WORK INSTRUCTIONS —
Output each entry that follows exactly. Images stay out.
──────
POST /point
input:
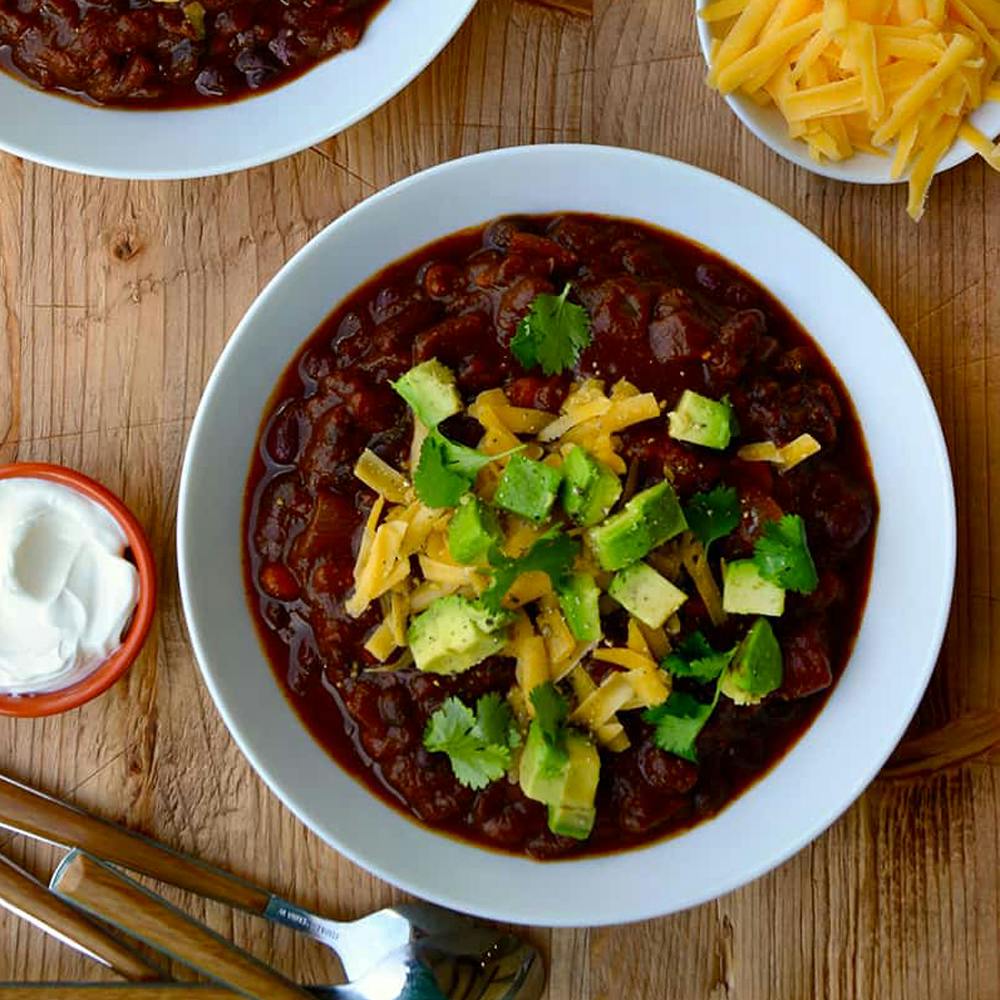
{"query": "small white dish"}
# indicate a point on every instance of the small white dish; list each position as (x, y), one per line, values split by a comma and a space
(198, 142)
(903, 625)
(862, 168)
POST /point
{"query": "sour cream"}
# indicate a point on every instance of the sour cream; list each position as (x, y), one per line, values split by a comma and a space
(66, 591)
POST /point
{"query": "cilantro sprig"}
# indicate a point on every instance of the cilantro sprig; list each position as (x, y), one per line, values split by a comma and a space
(782, 555)
(553, 333)
(696, 658)
(681, 718)
(553, 553)
(679, 721)
(714, 514)
(478, 744)
(447, 470)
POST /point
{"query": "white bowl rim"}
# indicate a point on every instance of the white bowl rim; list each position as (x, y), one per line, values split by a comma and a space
(553, 912)
(104, 159)
(862, 168)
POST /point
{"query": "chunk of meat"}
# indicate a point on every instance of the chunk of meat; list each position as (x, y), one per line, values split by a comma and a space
(807, 664)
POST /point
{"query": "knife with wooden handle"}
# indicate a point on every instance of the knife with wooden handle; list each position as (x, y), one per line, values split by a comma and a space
(105, 893)
(585, 7)
(24, 810)
(29, 899)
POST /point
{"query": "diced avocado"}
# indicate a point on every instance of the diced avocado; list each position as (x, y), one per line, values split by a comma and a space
(700, 420)
(746, 592)
(473, 531)
(573, 815)
(454, 634)
(647, 595)
(528, 488)
(569, 790)
(430, 390)
(542, 774)
(649, 519)
(578, 598)
(756, 668)
(590, 488)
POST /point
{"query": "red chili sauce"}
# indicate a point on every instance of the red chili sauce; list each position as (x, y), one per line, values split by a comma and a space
(157, 53)
(667, 314)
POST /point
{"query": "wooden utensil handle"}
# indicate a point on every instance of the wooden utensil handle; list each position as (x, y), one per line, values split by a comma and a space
(585, 7)
(114, 991)
(27, 811)
(125, 904)
(32, 901)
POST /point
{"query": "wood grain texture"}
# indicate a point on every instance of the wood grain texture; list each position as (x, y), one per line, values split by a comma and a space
(106, 894)
(115, 300)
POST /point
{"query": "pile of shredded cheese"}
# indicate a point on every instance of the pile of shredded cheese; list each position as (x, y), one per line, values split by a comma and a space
(404, 562)
(866, 75)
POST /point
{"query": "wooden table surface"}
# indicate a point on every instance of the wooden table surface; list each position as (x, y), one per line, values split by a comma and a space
(116, 299)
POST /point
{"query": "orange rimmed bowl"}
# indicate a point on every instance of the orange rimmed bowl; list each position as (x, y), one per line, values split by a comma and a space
(114, 667)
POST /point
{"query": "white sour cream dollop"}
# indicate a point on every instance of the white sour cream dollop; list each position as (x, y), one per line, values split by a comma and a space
(66, 591)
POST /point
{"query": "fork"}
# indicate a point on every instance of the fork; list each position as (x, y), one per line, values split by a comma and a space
(471, 965)
(359, 944)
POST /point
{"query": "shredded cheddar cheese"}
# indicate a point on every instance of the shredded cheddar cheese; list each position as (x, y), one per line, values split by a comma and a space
(786, 457)
(883, 77)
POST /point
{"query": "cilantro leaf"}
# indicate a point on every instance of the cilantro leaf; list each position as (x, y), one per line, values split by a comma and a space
(696, 658)
(447, 470)
(714, 514)
(477, 743)
(551, 712)
(782, 555)
(495, 721)
(553, 553)
(553, 333)
(678, 722)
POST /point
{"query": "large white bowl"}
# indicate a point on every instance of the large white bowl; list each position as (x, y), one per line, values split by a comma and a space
(902, 628)
(862, 168)
(159, 145)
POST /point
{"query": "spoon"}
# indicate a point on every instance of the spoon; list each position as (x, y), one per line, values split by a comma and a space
(471, 964)
(359, 944)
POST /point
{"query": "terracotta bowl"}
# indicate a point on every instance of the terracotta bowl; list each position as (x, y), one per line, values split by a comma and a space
(101, 678)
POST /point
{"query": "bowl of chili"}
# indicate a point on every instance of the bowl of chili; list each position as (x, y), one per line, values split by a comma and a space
(831, 447)
(164, 90)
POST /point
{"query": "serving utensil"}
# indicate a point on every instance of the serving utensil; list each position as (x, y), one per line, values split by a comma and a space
(471, 964)
(359, 944)
(27, 898)
(573, 6)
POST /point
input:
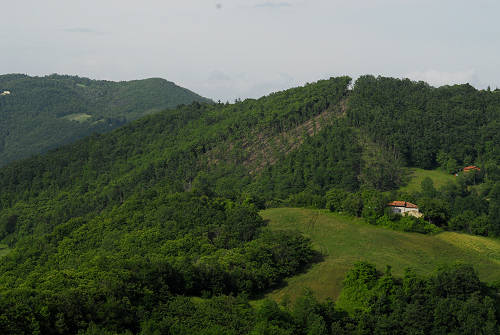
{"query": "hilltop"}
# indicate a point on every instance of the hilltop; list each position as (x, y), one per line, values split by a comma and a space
(42, 113)
(118, 232)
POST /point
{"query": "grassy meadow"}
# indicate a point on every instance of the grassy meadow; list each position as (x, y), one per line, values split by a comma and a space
(344, 240)
(416, 176)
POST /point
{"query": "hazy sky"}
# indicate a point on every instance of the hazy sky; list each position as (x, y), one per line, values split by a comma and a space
(226, 49)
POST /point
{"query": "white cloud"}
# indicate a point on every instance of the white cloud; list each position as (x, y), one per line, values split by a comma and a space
(273, 4)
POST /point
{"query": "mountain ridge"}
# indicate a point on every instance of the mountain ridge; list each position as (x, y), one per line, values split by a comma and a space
(42, 113)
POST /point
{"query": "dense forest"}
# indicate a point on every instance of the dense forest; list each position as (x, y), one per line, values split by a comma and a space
(42, 113)
(153, 228)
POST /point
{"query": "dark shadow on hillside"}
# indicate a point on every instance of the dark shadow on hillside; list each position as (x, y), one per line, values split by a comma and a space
(318, 257)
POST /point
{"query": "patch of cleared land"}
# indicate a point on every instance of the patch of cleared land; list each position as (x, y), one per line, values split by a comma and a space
(78, 117)
(416, 176)
(344, 240)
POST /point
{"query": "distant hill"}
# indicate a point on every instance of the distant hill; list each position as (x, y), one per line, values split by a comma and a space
(41, 113)
(117, 232)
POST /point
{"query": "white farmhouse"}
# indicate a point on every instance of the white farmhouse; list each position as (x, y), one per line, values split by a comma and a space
(405, 208)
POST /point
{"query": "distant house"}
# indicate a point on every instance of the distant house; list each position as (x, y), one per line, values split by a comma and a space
(405, 208)
(470, 168)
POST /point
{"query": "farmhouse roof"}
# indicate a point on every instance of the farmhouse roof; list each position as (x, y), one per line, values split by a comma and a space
(402, 204)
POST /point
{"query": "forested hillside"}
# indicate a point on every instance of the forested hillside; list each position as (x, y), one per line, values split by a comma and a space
(119, 231)
(42, 113)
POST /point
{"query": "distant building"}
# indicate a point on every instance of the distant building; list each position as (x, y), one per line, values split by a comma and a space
(470, 168)
(405, 208)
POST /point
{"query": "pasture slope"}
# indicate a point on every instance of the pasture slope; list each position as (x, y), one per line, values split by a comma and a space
(344, 240)
(416, 176)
──────
WORKED ANSWER —
POST /point
input:
{"query": "small white dish"}
# indicate a point on every instance of the small white dish; list each position as (x, y), one per line, values split by a comma and a space
(198, 142)
(903, 625)
(862, 168)
POST /point
{"query": "sour cream"}
# indicate a point on every instance of the sour cream; list each position as (x, y), one per line, values split by a comma and a space
(66, 591)
POST /point
{"query": "cilantro sprig"}
# indicate a point on every instance of the cilantro sprig; list each position as (x, y), one per line, values split by a comma and a space
(782, 555)
(553, 333)
(696, 658)
(681, 718)
(553, 553)
(679, 721)
(714, 514)
(478, 744)
(447, 470)
POST /point
{"query": "white bowl rim"}
# indicate a point on every instance of the white bowl rim; list each position as (x, y), one per line, values split by a comma and a space
(553, 912)
(104, 159)
(862, 168)
POST /point
{"query": "chunk of meat"}
# indicate a point on every instance of the chunk of meat; list each position as (x, y), one per line, values split by a comma and a space
(807, 664)
POST /point
{"query": "knife with wooden handle"}
# indicate a point on every instance of the knife with wooden handle; list each position as (x, y), one per line, values split by a comma and a space
(105, 893)
(585, 7)
(24, 810)
(29, 899)
POST /point
{"query": "diced avocado"}
# indicate a point on every instance of the diced avocado; list each position as (x, y), one per line, values split by a comma and a space
(700, 420)
(746, 592)
(473, 531)
(573, 815)
(454, 634)
(647, 595)
(528, 488)
(569, 790)
(430, 390)
(542, 774)
(649, 519)
(578, 598)
(756, 668)
(590, 488)
POST /point
{"query": "red chili sauce"}
# indicate a point on every instance of the red chili sauce; list each position as (x, y), one per line, values split by a comma and a space
(157, 53)
(667, 314)
POST /point
{"query": "wooden utensil handle"}
# indicate a point on every instance of the wooden utensil handle; list each position as (x, y), one per line, values split by a comma and a space
(585, 7)
(114, 991)
(27, 811)
(125, 904)
(32, 901)
POST /point
{"query": "wood grain texture"}
# indicate a point on every instance of the wood grain texture; list each position as (x, y), one per line, values split by a comma and a space
(106, 894)
(115, 300)
POST /point
{"query": "pile of shredded cheese"}
# indicate a point on every instance of the pile of shredded cheese; list each position as (x, y), one per line, values split by a comma and a space
(404, 562)
(866, 75)
POST /point
{"query": "wooden table surface"}
# indicate a point on every instance of the wooden table surface; list each position as (x, y), one per line, values split by a comma and a space
(116, 299)
POST /point
{"query": "orange rimmed bowl"}
# indicate a point on every instance of the orange rimmed bowl; list each position as (x, y), one per line, values split by a comma and a space
(114, 667)
POST /point
{"query": "white sour cream dollop"}
# indicate a point on every instance of the white sour cream dollop; list each position as (x, y), one per line, values split by a comma and a space
(66, 591)
POST /point
{"query": "fork"}
# indicate a point on every instance of the fork; list each position as (x, y), one per line, values split by a comma and a space
(471, 965)
(359, 944)
POST /point
{"query": "shredded cheddar cheese"}
# indicate a point on every instance of the shredded cheddar cheese; list each position as (x, y), one per line, values split by a comma and a space
(786, 457)
(883, 77)
POST /point
{"query": "cilantro leaf"}
# indicate a point on every instance of the cilantro leaf; list each position as (x, y), one per line, values split by a comma and a space
(696, 658)
(447, 470)
(714, 514)
(477, 743)
(551, 712)
(782, 555)
(495, 721)
(553, 553)
(553, 333)
(678, 722)
POST /point
{"query": "large white bowl"}
# indicate a point on every instance of the large white bowl; list each position as (x, y), one per line, values split by a comma and a space
(902, 628)
(862, 168)
(159, 145)
POST /point
{"query": "spoon"}
# indicate a point on every instance of the spoon; list each position as (x, y), one per line, values split by a comma and a space
(471, 964)
(359, 944)
POST /point
{"query": "terracotta bowl"}
# indicate a point on every instance of the terracotta bowl; list each position as (x, y), one per line, values split by a comma and a space
(101, 678)
POST /point
{"query": "bowl of chili"}
# indicate a point on every instance of the bowl of chili; list each position as (x, y), one per line, values split by a comma and a space
(831, 447)
(164, 90)
POST /point
{"query": "serving utensil"}
# indicate a point on every instance of the serving utensil; list each position as (x, y), one per line, values split by a comma and a space
(471, 964)
(359, 944)
(27, 898)
(573, 6)
POST /point
input:
{"query": "hilltop"}
# indicate a point on every instance of the hilltop; list each position as (x, y), one per line, values split by a comma and a space
(42, 113)
(118, 232)
POST /point
{"query": "grassy meadow"}
# indicate a point on every instance of the grassy meadow; list each position as (x, y), one per line, values split by a comma and a space
(344, 240)
(416, 176)
POST /point
{"query": "hazy sky"}
# indicate a point on every instance of the hazy sky; list each position as (x, y), one per line, values split by a comma and a space
(226, 49)
POST /point
{"query": "white cloud"}
# indicate a point on every instance of the white cloud; list each position as (x, y), one per line, values split by a comma and a space
(273, 4)
POST /point
{"query": "mountain ridge"}
# indicate a point on every instance of the mountain ridge; list each position as (x, y), one per line, values split by a comma and a space
(42, 113)
POST /point
{"query": "dense forest"}
# indicate a point on every instance of the dense forest; list each position as (x, y), one per line, values split by a comma and a space
(42, 113)
(153, 228)
POST /point
{"query": "dark shadow on hillside"}
# indicate a point on every instance of the dark shadow on hillside; list each position as (x, y), one per line, values split by a comma and a space
(318, 257)
POST /point
{"query": "patch of cleared land"}
# indicate a point on every instance of the patch of cleared land; list each position as (x, y), one per line, values split by a comma and a space
(78, 117)
(416, 176)
(344, 240)
POST /point
{"query": "distant hill"}
# indicate a point on every instance of the distant hill; list each position as (x, y), one per line, values split by a comma and a space
(41, 113)
(117, 232)
POST /point
{"query": "white farmhouse"}
# indicate a point on every instance of the white farmhouse; list each position as (x, y), one per line, values split by a comma and a space
(405, 208)
POST /point
{"query": "distant house"}
# indicate a point on every instance of the distant house; list each position as (x, y), one per line, values split by a comma and a space
(405, 208)
(470, 168)
POST /point
{"query": "farmhouse roof"}
# indicate a point on every instance of the farmhouse roof; list each position as (x, y), one per line, values split by a comma and a space
(402, 204)
POST /point
{"query": "forested hillside"}
# indicate a point on every instance of the forested hillside; list each position as (x, y), one per line, values split by a comma and a space
(119, 231)
(42, 113)
POST /point
{"query": "distant building"}
# indicate a point on every instance of the distant building; list each position as (x, y), one per line, values split by a comma and a space
(470, 168)
(405, 208)
POST /point
{"query": "pasture slope"}
# indicate a point on every instance of the pasture slope; list each position as (x, y), one per line, values split by a comma and a space
(344, 240)
(416, 176)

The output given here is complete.